Para empezar, el futurismo simbólico de la temática abraza el futurismo estilístico que el arquitecto italiano Antonio Sant’Elia había definido en 1914 en su Città Nuova. La diferencia, y es una diferencia notable, es que, si bien los bocetos y las maquetas del arquitecto y del filme son extraordinariamente similares, Sant’Elia abrazaba el futuro con alegría vanguardista, mientras Metropolis parece prevenirnos contra él.
Pero como señalábamos antes, no es la única fuente arquitectónica coetánea de la que bebe directamente la película. El expresionismo de Bruno Taut está presente en ángulos y cúspides. El perfil art déco de la Nueva York de los primeros rascacielos, y que Merian Cooper haría protagonista seis años más tarde en King Kong, es prácticamente el skyline de Metropolis. Y en cuanto a la estratificación, en agosto de 1925, la revista Popular Science publicaba un reportaje sobre el urbanismo y la arquitectura de lejano 1950.

▶ **QUÉ HACER**:
- a) Según el texto sobre Metropolis, ¿en qué año definió Antonio Sant’Elia su futurismo estilístico en la Città Nuova?
- b) Reproduce del texto sobre Metropolis el fragmento que empieza con "Para empezar, el" y sigue hasta "prevenirnos contra él.".
Las filas no intervienen en nada de esto.

(Datos de localización de puntos en imágenes)
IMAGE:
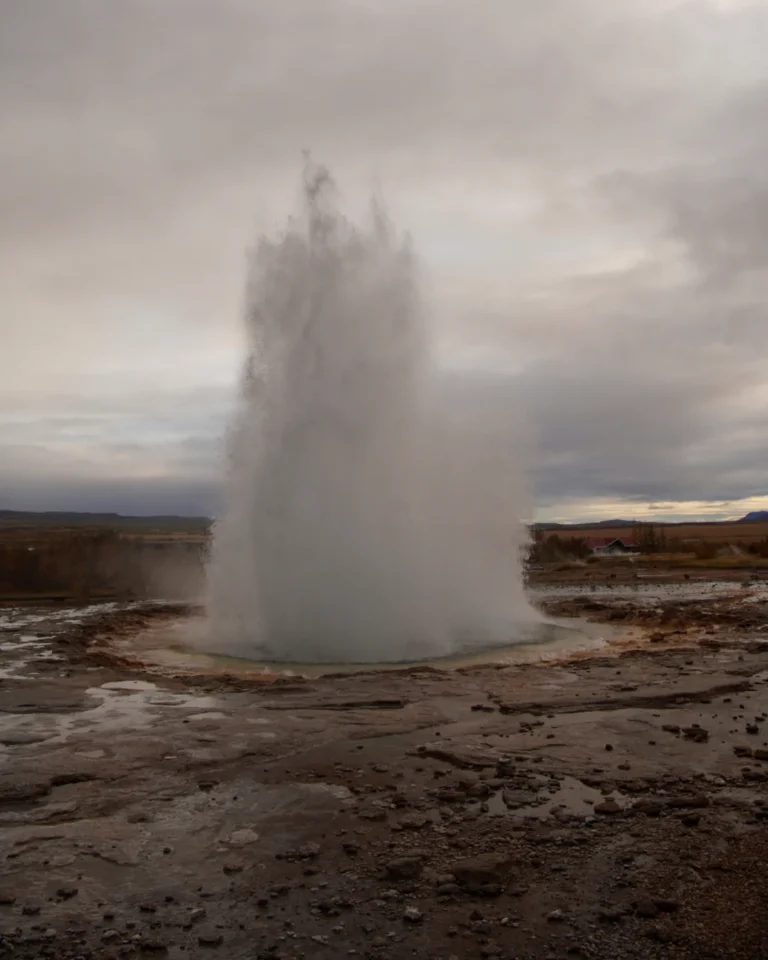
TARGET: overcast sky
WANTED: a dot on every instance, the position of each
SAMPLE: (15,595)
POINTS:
(586,182)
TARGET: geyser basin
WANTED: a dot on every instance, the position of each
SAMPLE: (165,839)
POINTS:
(179,646)
(372,513)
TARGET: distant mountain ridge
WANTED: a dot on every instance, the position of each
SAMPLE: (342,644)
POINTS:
(755,516)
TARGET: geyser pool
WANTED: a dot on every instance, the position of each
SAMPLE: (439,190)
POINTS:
(367,519)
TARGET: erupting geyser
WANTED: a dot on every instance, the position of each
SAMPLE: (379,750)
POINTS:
(369,517)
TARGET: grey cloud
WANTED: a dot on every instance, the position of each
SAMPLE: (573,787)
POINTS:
(142,142)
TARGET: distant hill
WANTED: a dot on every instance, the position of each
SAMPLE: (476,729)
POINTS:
(23,519)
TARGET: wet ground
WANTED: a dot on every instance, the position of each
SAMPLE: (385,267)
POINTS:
(610,802)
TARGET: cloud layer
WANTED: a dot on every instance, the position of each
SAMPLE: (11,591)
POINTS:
(585,181)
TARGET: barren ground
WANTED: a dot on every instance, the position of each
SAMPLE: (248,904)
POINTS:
(611,806)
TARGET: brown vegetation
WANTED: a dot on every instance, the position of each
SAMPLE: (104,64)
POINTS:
(88,564)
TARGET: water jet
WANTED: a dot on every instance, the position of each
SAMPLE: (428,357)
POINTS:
(366,519)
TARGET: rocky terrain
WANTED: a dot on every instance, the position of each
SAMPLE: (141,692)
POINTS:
(609,805)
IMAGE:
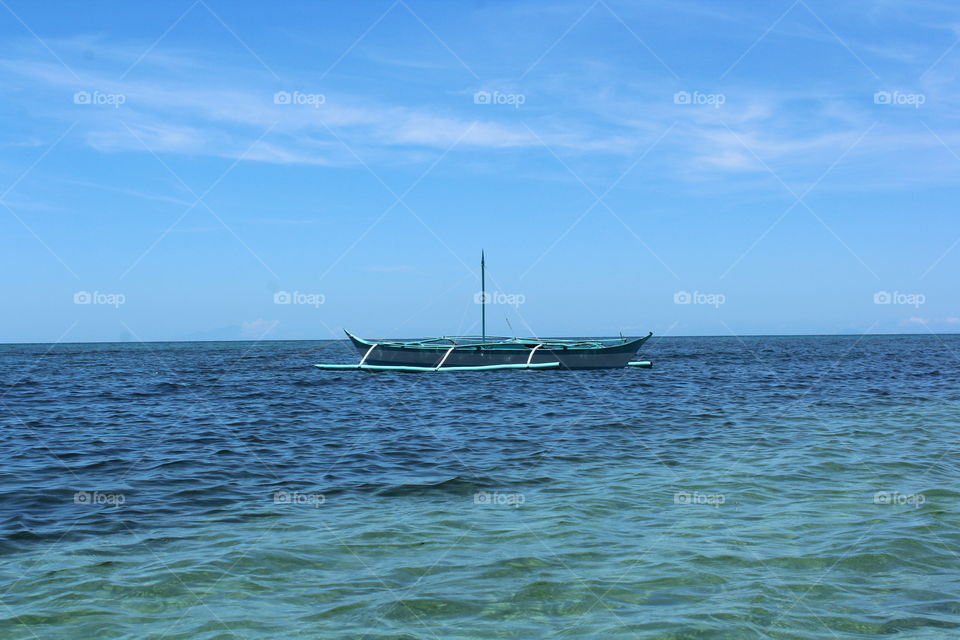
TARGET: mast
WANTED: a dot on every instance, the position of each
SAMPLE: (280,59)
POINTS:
(483,298)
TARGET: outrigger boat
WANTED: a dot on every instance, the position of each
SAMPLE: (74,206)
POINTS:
(485,353)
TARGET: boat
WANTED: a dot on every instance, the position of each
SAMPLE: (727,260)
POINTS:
(485,353)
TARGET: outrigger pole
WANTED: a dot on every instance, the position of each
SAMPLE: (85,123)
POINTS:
(483,298)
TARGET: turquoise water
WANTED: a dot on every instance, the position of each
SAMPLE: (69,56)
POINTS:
(763,487)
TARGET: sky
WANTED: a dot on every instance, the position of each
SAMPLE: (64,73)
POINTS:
(235,170)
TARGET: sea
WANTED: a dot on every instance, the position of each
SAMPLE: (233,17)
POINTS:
(788,487)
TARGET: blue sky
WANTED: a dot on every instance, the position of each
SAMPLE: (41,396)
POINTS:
(222,170)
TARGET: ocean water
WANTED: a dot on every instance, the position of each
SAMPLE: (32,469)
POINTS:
(756,487)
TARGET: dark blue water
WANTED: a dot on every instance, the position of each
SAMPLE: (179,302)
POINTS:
(766,487)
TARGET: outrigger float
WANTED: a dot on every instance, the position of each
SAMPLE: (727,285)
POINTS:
(490,353)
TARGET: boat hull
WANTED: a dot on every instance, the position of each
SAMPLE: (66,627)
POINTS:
(614,356)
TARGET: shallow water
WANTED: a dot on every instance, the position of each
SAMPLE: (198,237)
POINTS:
(757,487)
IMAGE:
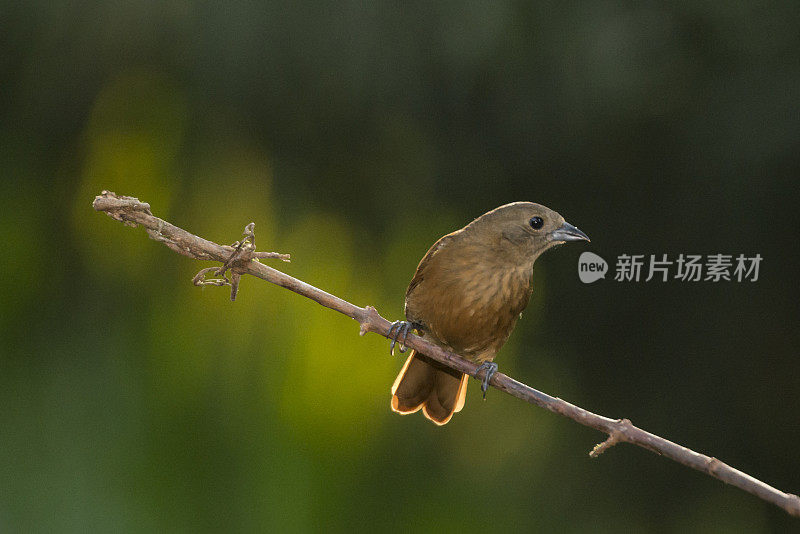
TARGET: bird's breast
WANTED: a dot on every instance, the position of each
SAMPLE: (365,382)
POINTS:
(471,308)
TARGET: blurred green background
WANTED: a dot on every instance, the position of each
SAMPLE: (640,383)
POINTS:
(354,135)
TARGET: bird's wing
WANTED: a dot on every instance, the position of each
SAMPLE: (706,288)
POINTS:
(420,274)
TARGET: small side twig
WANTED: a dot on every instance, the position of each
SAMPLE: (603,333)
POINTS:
(241,258)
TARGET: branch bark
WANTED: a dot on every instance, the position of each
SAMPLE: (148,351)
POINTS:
(242,258)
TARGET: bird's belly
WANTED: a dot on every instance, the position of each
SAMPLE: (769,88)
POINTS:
(477,329)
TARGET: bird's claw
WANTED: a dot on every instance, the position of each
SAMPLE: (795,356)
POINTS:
(397,329)
(491,369)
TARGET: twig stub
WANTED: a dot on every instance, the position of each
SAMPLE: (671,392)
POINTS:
(243,259)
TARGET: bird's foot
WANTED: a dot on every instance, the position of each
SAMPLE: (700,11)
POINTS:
(398,329)
(490,369)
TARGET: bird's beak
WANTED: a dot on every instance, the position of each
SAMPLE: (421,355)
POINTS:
(567,232)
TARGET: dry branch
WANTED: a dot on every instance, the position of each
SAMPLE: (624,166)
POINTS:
(242,258)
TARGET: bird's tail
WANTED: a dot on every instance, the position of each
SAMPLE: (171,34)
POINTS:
(427,384)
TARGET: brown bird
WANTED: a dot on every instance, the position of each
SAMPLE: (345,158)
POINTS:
(466,296)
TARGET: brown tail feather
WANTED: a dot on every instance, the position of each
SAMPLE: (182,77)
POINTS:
(427,384)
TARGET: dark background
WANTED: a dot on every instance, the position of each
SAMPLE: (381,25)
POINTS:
(354,136)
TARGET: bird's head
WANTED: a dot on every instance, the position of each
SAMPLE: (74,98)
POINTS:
(524,230)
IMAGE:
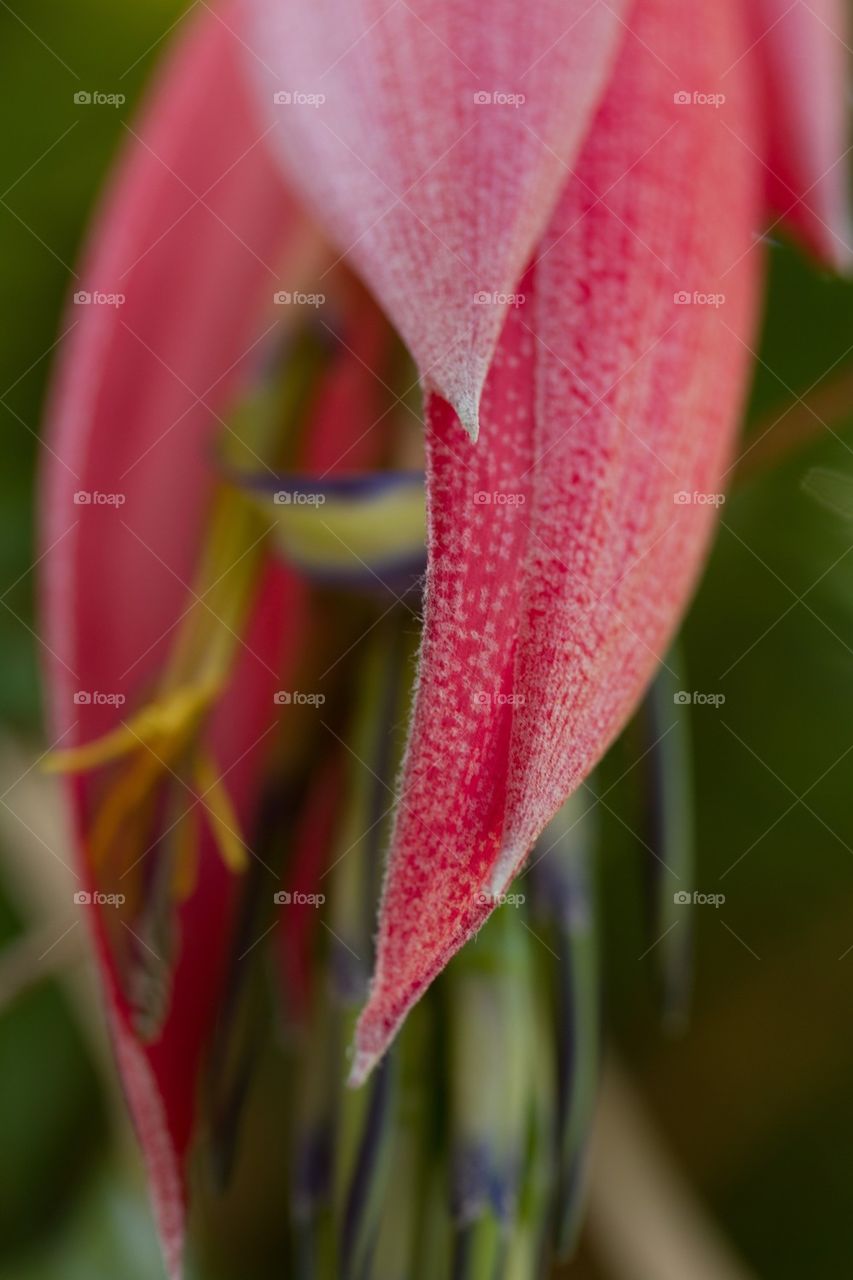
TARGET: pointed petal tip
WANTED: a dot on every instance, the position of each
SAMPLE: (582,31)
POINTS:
(503,872)
(363,1065)
(468,411)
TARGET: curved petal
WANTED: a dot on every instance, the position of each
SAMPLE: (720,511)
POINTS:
(432,140)
(803,50)
(188,245)
(561,612)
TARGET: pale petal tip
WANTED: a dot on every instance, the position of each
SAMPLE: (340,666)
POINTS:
(503,872)
(363,1065)
(468,411)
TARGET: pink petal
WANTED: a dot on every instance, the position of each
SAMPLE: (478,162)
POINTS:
(191,233)
(434,196)
(804,58)
(565,606)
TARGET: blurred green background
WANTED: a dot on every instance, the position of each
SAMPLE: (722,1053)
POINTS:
(756,1100)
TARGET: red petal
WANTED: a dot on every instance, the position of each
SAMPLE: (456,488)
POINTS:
(191,234)
(803,50)
(637,398)
(438,197)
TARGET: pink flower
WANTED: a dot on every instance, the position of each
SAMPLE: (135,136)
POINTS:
(559,208)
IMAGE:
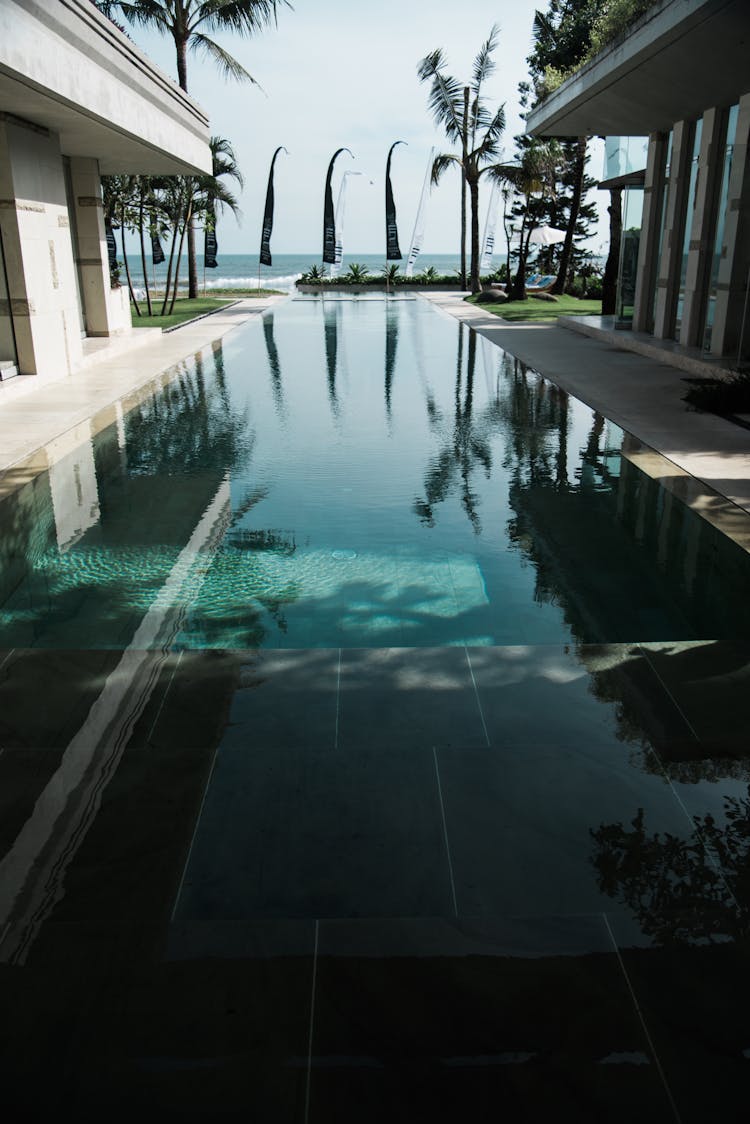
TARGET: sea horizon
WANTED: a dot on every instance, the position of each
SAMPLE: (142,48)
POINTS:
(243,271)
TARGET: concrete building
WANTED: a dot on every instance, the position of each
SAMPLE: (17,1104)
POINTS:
(680,75)
(78,100)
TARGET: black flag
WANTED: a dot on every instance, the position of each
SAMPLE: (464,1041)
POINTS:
(268,216)
(328,225)
(210,245)
(156,252)
(392,253)
(111,245)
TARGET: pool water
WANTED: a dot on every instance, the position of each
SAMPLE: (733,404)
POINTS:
(372,748)
(349,473)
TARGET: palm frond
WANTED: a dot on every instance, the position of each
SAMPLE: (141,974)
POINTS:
(243,17)
(542,29)
(484,64)
(495,129)
(227,64)
(445,100)
(507,174)
(225,162)
(145,12)
(441,164)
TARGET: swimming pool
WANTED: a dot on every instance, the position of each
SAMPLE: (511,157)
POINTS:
(353,473)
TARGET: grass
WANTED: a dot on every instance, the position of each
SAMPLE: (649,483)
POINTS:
(541,309)
(186,309)
(724,397)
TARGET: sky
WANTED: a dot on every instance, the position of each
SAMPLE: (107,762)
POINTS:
(343,73)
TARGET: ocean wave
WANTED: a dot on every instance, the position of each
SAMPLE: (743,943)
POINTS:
(252,282)
(287,281)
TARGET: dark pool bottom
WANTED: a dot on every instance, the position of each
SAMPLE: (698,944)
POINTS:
(334,885)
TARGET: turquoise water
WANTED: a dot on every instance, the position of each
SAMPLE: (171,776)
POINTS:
(352,473)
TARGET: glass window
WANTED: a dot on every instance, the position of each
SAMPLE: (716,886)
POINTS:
(629,247)
(721,221)
(689,207)
(7,334)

▶ **RESPUESTAS**:
- a) En 1914.

- b)
Para empezar, el futurismo simbólico de la temática abraza el futurismo estilístico que el arquitecto italiano Antonio Sant’Elia había definido en 1914 en su Città Nuova. La diferencia, y es una diferencia notable, es que, si bien los bocetos y las maquetas del arquitecto y del filme son extraordinariamente similares, Sant’Elia abrazaba el futuro con alegría vanguardista, mientras Metropolis parece prevenirnos contra él.